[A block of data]
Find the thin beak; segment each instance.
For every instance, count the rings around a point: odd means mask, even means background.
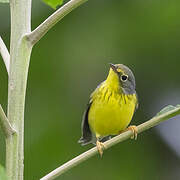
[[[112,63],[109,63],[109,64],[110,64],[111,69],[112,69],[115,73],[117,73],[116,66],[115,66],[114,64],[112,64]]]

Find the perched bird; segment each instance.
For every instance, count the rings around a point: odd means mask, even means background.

---

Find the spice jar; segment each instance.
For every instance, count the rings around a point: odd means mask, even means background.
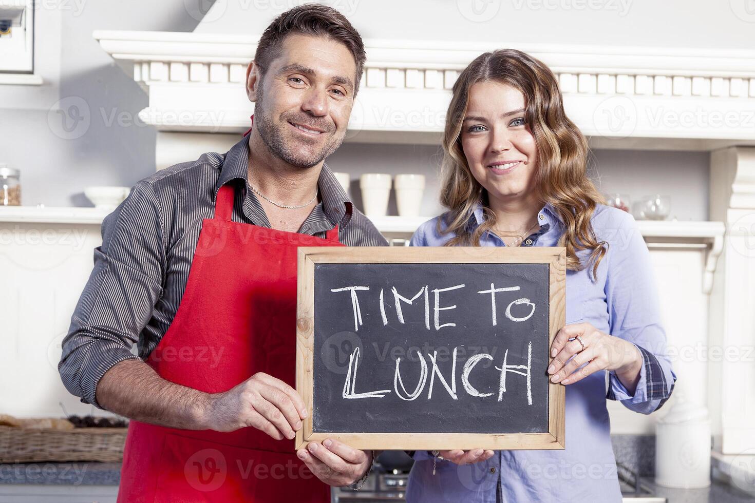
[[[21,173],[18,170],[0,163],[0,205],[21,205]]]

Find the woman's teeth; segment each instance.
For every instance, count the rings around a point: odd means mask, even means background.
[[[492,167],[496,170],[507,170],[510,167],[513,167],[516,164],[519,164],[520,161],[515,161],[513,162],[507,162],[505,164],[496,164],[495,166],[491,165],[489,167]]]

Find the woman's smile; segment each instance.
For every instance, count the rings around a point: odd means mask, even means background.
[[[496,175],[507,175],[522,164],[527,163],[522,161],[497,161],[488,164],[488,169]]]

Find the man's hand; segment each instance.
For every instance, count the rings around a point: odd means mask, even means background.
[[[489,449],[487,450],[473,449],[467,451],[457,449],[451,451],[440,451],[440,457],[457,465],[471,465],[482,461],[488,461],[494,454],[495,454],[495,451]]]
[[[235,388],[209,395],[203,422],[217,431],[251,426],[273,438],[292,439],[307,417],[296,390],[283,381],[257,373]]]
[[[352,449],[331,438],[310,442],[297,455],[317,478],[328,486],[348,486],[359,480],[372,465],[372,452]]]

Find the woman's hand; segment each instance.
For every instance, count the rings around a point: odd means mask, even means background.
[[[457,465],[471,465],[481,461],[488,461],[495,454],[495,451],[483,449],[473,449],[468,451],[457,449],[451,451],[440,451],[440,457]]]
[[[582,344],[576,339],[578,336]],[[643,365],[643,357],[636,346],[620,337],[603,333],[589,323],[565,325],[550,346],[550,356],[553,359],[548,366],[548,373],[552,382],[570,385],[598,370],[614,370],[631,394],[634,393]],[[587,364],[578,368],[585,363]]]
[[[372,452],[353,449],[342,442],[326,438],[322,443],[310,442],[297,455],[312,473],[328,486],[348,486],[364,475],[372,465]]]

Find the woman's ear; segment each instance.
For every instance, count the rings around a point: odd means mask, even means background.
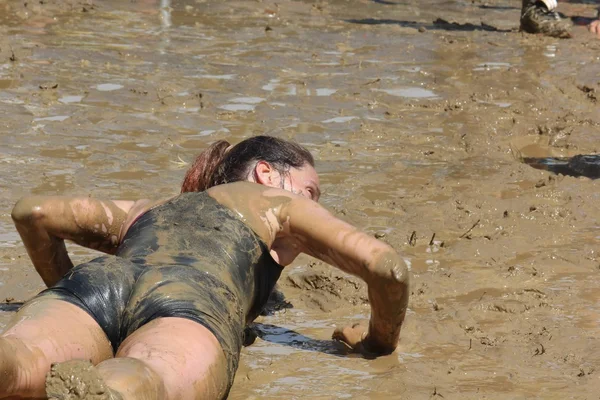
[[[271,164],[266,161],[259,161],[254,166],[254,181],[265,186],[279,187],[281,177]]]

## Aim of the task
Report how many lines of the records contain the string "woman". Give only the number.

## Reply to the exercise
4